[Stored records]
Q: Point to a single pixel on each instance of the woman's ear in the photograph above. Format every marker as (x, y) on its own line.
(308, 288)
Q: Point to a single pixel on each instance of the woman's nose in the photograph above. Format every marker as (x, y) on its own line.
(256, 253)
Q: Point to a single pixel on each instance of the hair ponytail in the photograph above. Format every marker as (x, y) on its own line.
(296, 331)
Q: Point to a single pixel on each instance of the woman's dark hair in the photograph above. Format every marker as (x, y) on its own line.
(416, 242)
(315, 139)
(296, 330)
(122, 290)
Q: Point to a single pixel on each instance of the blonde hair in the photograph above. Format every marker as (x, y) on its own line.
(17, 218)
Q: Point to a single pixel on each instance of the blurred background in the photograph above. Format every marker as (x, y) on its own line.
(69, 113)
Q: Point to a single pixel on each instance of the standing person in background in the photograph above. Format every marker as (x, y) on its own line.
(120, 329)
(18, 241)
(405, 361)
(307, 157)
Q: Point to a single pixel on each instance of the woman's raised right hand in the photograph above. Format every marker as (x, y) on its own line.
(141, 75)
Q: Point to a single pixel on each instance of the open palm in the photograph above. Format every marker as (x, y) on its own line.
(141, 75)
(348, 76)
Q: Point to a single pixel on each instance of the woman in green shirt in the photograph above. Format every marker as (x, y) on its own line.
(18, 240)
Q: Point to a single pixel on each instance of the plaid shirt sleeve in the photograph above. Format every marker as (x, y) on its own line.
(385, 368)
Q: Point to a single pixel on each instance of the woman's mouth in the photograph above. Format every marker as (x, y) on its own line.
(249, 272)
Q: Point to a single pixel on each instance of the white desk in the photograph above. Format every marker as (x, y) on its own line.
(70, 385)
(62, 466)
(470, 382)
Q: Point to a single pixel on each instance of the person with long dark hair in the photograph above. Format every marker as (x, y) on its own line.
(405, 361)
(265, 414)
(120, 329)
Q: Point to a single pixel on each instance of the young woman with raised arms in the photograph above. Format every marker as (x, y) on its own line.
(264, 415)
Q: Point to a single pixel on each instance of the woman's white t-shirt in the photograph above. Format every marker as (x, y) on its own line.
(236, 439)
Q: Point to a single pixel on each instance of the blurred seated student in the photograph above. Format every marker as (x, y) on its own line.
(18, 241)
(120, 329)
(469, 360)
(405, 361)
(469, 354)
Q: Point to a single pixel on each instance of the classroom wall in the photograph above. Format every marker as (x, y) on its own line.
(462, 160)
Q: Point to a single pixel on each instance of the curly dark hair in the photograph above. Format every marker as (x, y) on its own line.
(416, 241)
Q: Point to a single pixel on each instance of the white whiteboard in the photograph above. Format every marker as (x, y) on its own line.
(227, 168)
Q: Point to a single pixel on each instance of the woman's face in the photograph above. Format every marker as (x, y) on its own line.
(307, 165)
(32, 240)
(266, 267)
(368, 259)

_DO THIS_
Extract all the material, leaving every line as it is.

_THE RESPONSE_
Q: Point to a single pixel on each instance of the woman's ear in the photograph above. Format every marker as (x, y) on its own line.
(308, 288)
Q: Point to a single pixel on each instance of the woman's nose in the photograph above. Format every marker as (x, y) on its own line.
(256, 253)
Q: Point to a single pixel on each instance of the hair ponytail in the photograph above. Format every marker as (x, y) on its own line.
(296, 331)
Q: Point to a single pixel on each instance of the woman's dark hair in the photograph above. Format every marker as (x, y) on its own line.
(416, 242)
(315, 139)
(296, 330)
(122, 290)
Q: Point to a single pixel on each instance of the blonde hair in the photograph above. Format every marker as (x, y) on its own line.
(17, 218)
Q: Point to a single pixel on each instance of the blurred background in the photograph above. Format every marker as (x, y) on its own line.
(69, 113)
Q: Point to a single pixel on each instance of the standing person in background in the photograph above. Format every marker as (x, y) on its own line.
(120, 329)
(18, 241)
(405, 361)
(307, 157)
Q: Point to a single pixel on each instance of the woman's raised right hand in the photograph above. Format every marker as (x, y) on its own line.
(141, 75)
Q: Point to a single pixel on each instance of the open palm in the photograph above. Format every marker as (x, y) on its own line.
(141, 75)
(348, 76)
Q: Point to a single pixel on each instance of the woman in green shirt in the photograph above. Format every marker as (x, y) on its own line.
(18, 240)
Q: Point to a single pixel on each instance of the plaid shirt sleeve in the photograph above. Format every marker as (x, y) on its own line.
(385, 368)
Q: Point to a single pixel on each instance of the woman's mouth in the photograph above. Format every marker as (x, y) on its own line.
(249, 272)
Q: Point to a single pixel on each instance of the white desk in the photograph above. Format every marker as (x, y) on its own line.
(70, 385)
(62, 466)
(470, 382)
Q: Point to a single pixel on each instance of the person with long dark hair in the photograph above. Format every marker as (x, y) on its own line.
(405, 361)
(265, 414)
(120, 329)
Q: Point to a single pixel on each instance of the young woman with raised arms in the photograph above. Format every marker as (x, y) on its own line.
(264, 415)
Q: Point to a single pixel on each instance of the woman's white t-shirt in the photograph above. Format every marker as (x, y) on its own line.
(236, 439)
Q: Point to a single pixel on each instance of the blurred seated student in the photograph above. Format every marker as (x, y) on its own line.
(18, 241)
(120, 329)
(469, 360)
(405, 361)
(469, 354)
Q: Point to a single pixel on each instance of the classroom wall in the photograph above. Format every marker as (x, y) on its own line.
(462, 160)
Q: Point to a single pixel on each instance of the curly dark hair in the photograph above. Format every marker as (x, y) on its own line.
(416, 241)
Q: Point to a single pixel on each instance of the white whiteboard in the photograph above. Format every marker as (x, y) on its own line.
(227, 168)
Q: Point to a single pixel on each instance of the woman's face in the photograph above. Format every marker as (x, y) on its own line.
(307, 165)
(32, 240)
(266, 267)
(368, 259)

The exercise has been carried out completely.